# [PROBLEM TO SOLVE]
Line by line, repeat the data below exactly, beginning at the first line and ending at the line with "498L231 508L197 464L150". Omit pictures.

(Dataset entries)

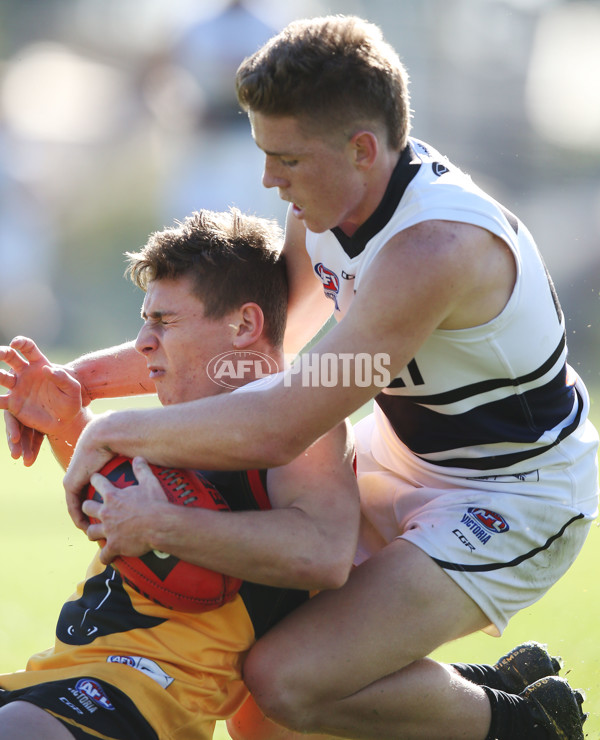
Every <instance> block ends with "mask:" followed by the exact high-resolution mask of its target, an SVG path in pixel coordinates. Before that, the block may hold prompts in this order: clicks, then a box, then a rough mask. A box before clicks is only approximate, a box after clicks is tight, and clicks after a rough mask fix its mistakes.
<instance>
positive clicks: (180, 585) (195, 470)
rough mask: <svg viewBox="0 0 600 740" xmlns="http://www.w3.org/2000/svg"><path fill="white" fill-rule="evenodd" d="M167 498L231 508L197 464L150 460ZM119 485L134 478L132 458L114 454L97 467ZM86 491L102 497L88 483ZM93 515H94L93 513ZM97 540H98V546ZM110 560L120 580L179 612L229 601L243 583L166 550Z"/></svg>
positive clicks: (98, 500)
mask: <svg viewBox="0 0 600 740" xmlns="http://www.w3.org/2000/svg"><path fill="white" fill-rule="evenodd" d="M150 468H151V469H152V472H153V473H154V475H155V476H156V477H157V478H158V480H159V481H160V483H161V485H162V487H163V490H164V492H165V493H166V495H167V497H168V499H169V501H170V502H171V503H173V504H175V505H177V506H192V507H194V506H196V507H200V508H204V509H213V510H215V511H229V506H228V505H227V502H226V501H225V499H224V498H223V497H222V496H221V494H220V493H219V491H218V490H217V489H216V488H215V486H214V485H213V484H212V483H211V482H210V481H208V480H207V479H206V478H205V477H204V476H203V475H202V473H200V472H199V471H197V470H177V469H173V468H166V467H161V466H159V465H150ZM99 472H100V474H101V475H103V476H105V477H106V478H108V480H109V481H110V482H111V483H112V484H113V485H114V486H116V487H117V488H128V487H129V486H133V485H136V484H137V479H136V477H135V475H134V473H133V469H132V466H131V459H130V458H127V457H123V456H118V457H115V458H113V459H112V460H110V461H109V462H108V463H107V464H106V465H105V466H104V467H103V468H102V470H100V471H99ZM85 496H86V498H88V499H94V500H96V501H102V497H101V495H100V494H99V493H98V491H96V489H95V488H94V487H93V486H92V485H91V484H89V485H88V486H87V487H86V491H85ZM93 521H97V520H94V519H92V522H93ZM102 544H103V542H102V541H100V542H99V545H100V546H102ZM112 566H113V567H114V568H115V569H116V570H118V571H119V573H120V574H121V577H122V578H123V580H124V581H125V582H126V583H128V584H129V585H130V586H131V587H132V588H134V589H135V590H136V591H138V592H139V593H141V594H142V595H143V596H145V597H146V598H148V599H151V600H152V601H155V602H157V603H158V604H161V605H162V606H166V607H168V608H169V609H177V610H178V611H183V612H203V611H209V610H211V609H216V608H218V607H219V606H222V605H223V604H226V603H227V602H228V601H231V600H232V599H233V598H234V596H235V595H236V594H237V592H238V591H239V589H240V586H241V585H242V581H241V580H240V579H239V578H231V577H230V576H225V575H223V574H221V573H216V572H215V571H213V570H208V569H207V568H202V567H201V566H199V565H193V564H192V563H187V562H185V561H184V560H179V558H176V557H174V556H173V555H169V554H168V553H164V552H160V551H158V550H153V551H151V552H148V553H146V554H145V555H143V556H142V557H139V558H136V557H126V556H119V557H117V558H115V560H114V561H113V563H112Z"/></svg>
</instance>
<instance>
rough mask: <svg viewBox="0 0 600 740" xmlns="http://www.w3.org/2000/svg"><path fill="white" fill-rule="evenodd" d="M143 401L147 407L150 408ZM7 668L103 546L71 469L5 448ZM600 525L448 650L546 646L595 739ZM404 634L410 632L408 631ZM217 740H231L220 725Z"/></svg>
mask: <svg viewBox="0 0 600 740" xmlns="http://www.w3.org/2000/svg"><path fill="white" fill-rule="evenodd" d="M142 403H143V402H142ZM0 471H1V473H2V477H1V480H2V488H1V492H0V563H2V568H1V570H0V593H1V601H0V659H1V664H0V670H1V671H2V672H9V671H15V670H19V669H21V668H23V667H24V665H25V661H26V659H27V657H28V656H29V655H30V654H31V653H32V652H36V651H38V650H40V649H43V648H45V647H47V646H49V645H50V644H51V643H52V641H53V637H54V624H55V619H56V616H57V614H58V610H59V608H60V606H61V605H62V603H63V601H64V599H65V598H66V597H67V596H68V595H69V594H70V593H71V592H72V591H73V587H74V585H75V583H76V582H77V581H78V580H80V579H81V578H82V577H83V575H84V572H85V568H86V566H87V563H88V561H89V560H90V559H91V556H92V554H93V552H94V549H95V547H96V546H95V545H93V544H92V543H90V542H88V541H87V540H86V538H85V536H84V535H83V534H82V533H81V532H79V531H78V530H76V529H75V527H74V526H73V525H72V524H71V522H70V520H69V519H68V516H67V512H66V508H65V505H64V498H63V490H62V485H61V479H62V474H61V471H60V469H59V467H58V465H57V464H56V462H55V461H54V459H53V458H52V456H51V455H50V454H49V453H48V452H47V451H44V453H43V455H42V457H41V459H40V460H39V461H38V463H36V465H35V466H33V467H32V468H30V469H25V468H23V467H22V465H21V463H18V462H15V461H13V460H11V459H10V457H9V455H8V452H6V453H4V452H3V451H1V450H0ZM598 563H600V528H599V527H598V525H594V526H593V528H592V531H591V533H590V536H589V538H588V541H587V543H586V545H585V547H584V549H583V552H582V554H581V555H580V557H579V559H578V561H577V562H576V563H575V565H574V566H573V568H572V569H571V570H570V571H569V573H567V575H566V576H565V577H564V578H563V579H562V580H561V581H560V582H559V583H558V584H557V585H556V586H555V587H554V588H553V589H551V591H550V592H549V593H548V594H546V596H545V597H544V598H543V599H542V600H541V601H539V602H538V603H537V604H535V605H534V606H532V607H531V608H530V609H527V610H525V611H524V612H522V613H521V614H519V615H518V616H517V617H515V619H514V620H513V621H512V623H511V624H510V625H509V627H508V629H507V630H506V632H505V634H504V635H503V636H502V637H501V638H493V637H488V636H487V635H483V634H480V635H473V636H471V637H468V638H465V639H463V640H460V641H458V642H455V643H453V644H451V645H448V646H446V647H444V648H442V649H440V650H439V651H438V652H437V653H436V655H435V657H437V658H439V659H441V660H444V661H461V662H494V661H495V660H496V658H497V657H499V656H500V655H502V654H503V653H504V652H506V651H508V650H509V649H510V648H511V647H513V646H514V645H515V644H517V643H519V642H522V641H524V640H527V639H536V640H539V641H541V642H545V643H547V644H548V645H549V647H550V649H551V650H552V652H553V653H554V654H559V655H562V656H563V658H564V660H565V670H564V671H563V674H564V675H566V676H567V677H568V678H569V680H570V682H571V683H572V685H574V686H577V687H581V688H583V689H584V690H585V692H586V694H587V700H586V704H585V709H586V711H588V712H589V714H590V716H589V719H588V721H587V723H586V732H587V737H588V738H593V739H594V740H598V739H599V738H600V635H599V629H598V623H599V617H600V581H599V578H598ZM398 629H402V625H398ZM215 737H216V739H217V740H226V738H228V734H227V732H226V731H225V729H224V726H219V727H218V730H217V734H216V735H215Z"/></svg>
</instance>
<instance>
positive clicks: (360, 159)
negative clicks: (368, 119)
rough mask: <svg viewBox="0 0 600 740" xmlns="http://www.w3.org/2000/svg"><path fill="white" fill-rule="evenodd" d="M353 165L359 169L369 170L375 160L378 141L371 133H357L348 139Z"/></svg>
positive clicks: (378, 149) (377, 149) (376, 136)
mask: <svg viewBox="0 0 600 740" xmlns="http://www.w3.org/2000/svg"><path fill="white" fill-rule="evenodd" d="M350 145H351V147H352V154H353V157H354V163H355V165H356V166H357V167H359V168H360V169H365V170H366V169H369V168H370V167H371V166H372V165H373V163H374V162H375V160H376V159H377V153H378V151H379V141H378V140H377V136H376V135H375V133H374V132H373V131H367V130H363V131H357V132H356V133H355V134H354V136H353V137H352V138H351V139H350Z"/></svg>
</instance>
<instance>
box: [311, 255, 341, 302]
mask: <svg viewBox="0 0 600 740" xmlns="http://www.w3.org/2000/svg"><path fill="white" fill-rule="evenodd" d="M315 272H316V273H317V275H318V276H319V277H320V278H321V282H322V283H323V290H324V291H325V295H326V296H327V298H331V300H332V301H333V302H334V303H335V310H336V311H339V310H340V307H339V306H338V302H337V297H338V294H339V292H340V279H339V277H338V276H337V275H336V274H335V272H333V270H330V269H329V268H328V267H325V265H324V264H323V263H322V262H319V263H318V264H316V265H315Z"/></svg>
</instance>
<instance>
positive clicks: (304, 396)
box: [65, 222, 514, 526]
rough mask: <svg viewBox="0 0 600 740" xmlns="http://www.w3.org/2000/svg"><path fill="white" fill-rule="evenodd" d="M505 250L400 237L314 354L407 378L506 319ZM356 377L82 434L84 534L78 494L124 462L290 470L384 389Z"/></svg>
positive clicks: (254, 395) (69, 477)
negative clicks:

# [OUTPUT OF THE TASK]
Every <instance> block ends with "mask:" followed by the exact high-resolution mask of its target, an SVG path in pixel coordinates. Before that, the block may hold prompts in this order: clicks, then a box, then a rough mask. A box before clicks is only approximate, a box after clicks is tight, and clicks after a rough mask fix its mistakes.
<instance>
positive clicks: (180, 585) (195, 470)
rough mask: <svg viewBox="0 0 600 740" xmlns="http://www.w3.org/2000/svg"><path fill="white" fill-rule="evenodd" d="M167 498L231 508L197 464L150 460ZM119 485L134 478L132 458L114 454L97 467ZM86 491L102 497L88 483ZM93 515H94L93 513ZM97 540H98V546ZM110 560L120 580L179 612L229 601L243 583L166 550Z"/></svg>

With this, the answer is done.